## 本文の一節
夕方の学校
「このままでは学校に来ること自体が嫌になってしまうのでは?」
ゴールデンウィークが開けても、体調は良くなる様子もありません。
学校への足が徐々に遠のいているのは、火を見るよりも明らかでした。
「もし、朝がダメなら、夕方体調が良くなってから学校に来るっていうのはどう?」
担任と学年主任の先生からの勧めもあって、私と次女は2017年5月頃から夕方学校へ通うようになりました。
「授業は受けられなくても、学校には来よう」
無理のない範囲で、どうにか登校しようということです。
「本人が歩いて来れれば良いんですが、無理な場合は車で送っていただいても良いですよ。同じような症状の子で、そうやって学校に来ている人も何人かいます」
なるほど、と思いました。しかし、私が仕事を終えて下の子たちをそれぞれの施設から回収し、中学校に次女を連れて行くとしたら、どんなに早くても18時半。これでは、出席扱いは難しいのではないかと思ったのですが。
「私たち職員の誰かが残っていて、次女さんの登校が確認できたら、出席扱いにしますから」
とてもありがたいことでした。
「それなら、どうにか出来るかも」
次女本人も納得の様子。
「出席するからには、出来るだけ職員室までは来ようね。どうしてもダメなときは駐車場まででも良いからね」
帰宅後、次女の体調を確認して車に乗せます。そのまま中学校へ。どうしても具合が悪くて車から降りられず、車まで先生が来たことも数回。体調が良いときは2階の職員室まで歩いて行き、その後1階の教室へ。机の中のプリントを回収したり、今現在のクラスの様子やこれからの行事、テスト範囲などを聞きます。
5月、だんだん日は長くなっているとはいえ、夕方7時近くになると、外は暗くなっていました。
長男に下の子たちの面倒を任せて、私は次女と学校の中まで付いていきます。
「体調良いときはクラスで一緒に勉強できるといいね」
「出来るところからで良いからプリントもやってみてね」
「教科書読むだけでもいいんだよ」
都度、色々と話しかけてくださり、それは次女も嬉しそうでした。
週に2~3回来られればということで、本当に無理のないペースですが、学校に行くようになりました。
ただ、自力で学校に行くことは全く出来ず、5月中は私が送ったとき以外は、学校に一人で行くことができませんでした。
5月後半になっていくに従って、体調はどんどん悪くなっていきました。
天気が悪い日が続くと、やはり具合も悪くなりました。
次女のLINEには、
≪ちょっと歩くだけでも立ちくらみしてて≫
≪動くのしんどい≫
≪頭痛いから話すの大変≫
≪全て音が頭に響くというか…やばい≫
という文字が並んでいました。
今のかかりつけの小児科に通うだけで良いのだろうか、という気持ちがどんどん渦巻いていきます。
いくら大きい病院出身の先生でも、個人病院で出来ることには限りがあるのかも知れない。いっそのこと、もっと大きい病院で診てもらうべきじゃないのか。
「心療内科で診てもらったらどう?」
かかりつけの小児科へ診察へ行くと、先生がそう言いました。
本当は、もっと大きい病院で診てもらうために、紹介状を貰いたかったのですが、そう言われると、なかなか言い出すことが出来ません。
「二軒隣にある心療内科なら、良いかもしれない」
心療内科に疎かった私は、そうですかとだけ返しました。
学校でも小児科でも心療内科を勧めてくる。これはもう、そこにすがるしかないのだろうかという考えが頭をよぎりました。

## 行の抜粋
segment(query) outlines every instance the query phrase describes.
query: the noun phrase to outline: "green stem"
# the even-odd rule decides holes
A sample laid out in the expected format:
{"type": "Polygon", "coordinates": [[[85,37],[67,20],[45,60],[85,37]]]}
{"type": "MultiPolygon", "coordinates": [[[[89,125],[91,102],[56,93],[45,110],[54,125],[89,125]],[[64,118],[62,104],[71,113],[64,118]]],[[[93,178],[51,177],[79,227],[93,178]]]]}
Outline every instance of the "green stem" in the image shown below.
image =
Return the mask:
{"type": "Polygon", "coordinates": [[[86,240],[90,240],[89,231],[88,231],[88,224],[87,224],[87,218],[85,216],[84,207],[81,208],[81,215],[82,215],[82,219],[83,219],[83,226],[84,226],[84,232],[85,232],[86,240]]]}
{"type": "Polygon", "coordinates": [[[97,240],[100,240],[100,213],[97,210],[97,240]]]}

## 次の課題
1. 夕方登校についての文章から、「帰宅後、次女の体調を確認して」で始まり「と、外は暗くなっていました。」で終わる部分をそのまま抜き出せ。
2. 夕方登校についての文章で、筆者が次女の出席扱いは難しいのではないかと思ったのはなぜか。本文に示された理由を一文から三文で説明せよ。

## 課題別の出力
1.
帰宅後、次女の体調を確認して車に乗せます。そのまま中学校へ。どうしても具合が悪くて車から降りられず、車まで先生が来たことも数回。体調が良いときは2階の職員室まで歩いて行き、その後1階の教室へ。机の中のプリントを回収したり、今現在のクラスの様子やこれからの行事、テスト範囲などを聞きます。
5月、だんだん日は長くなっているとはいえ、夕方7時近くになると、外は暗くなっていました。

2. 筆者が仕事を終えて下の子たちをそれぞれの施設から回収し、それから次女を中学校へ連れて行くとなると、どんなに早くても18時半になってしまうからである。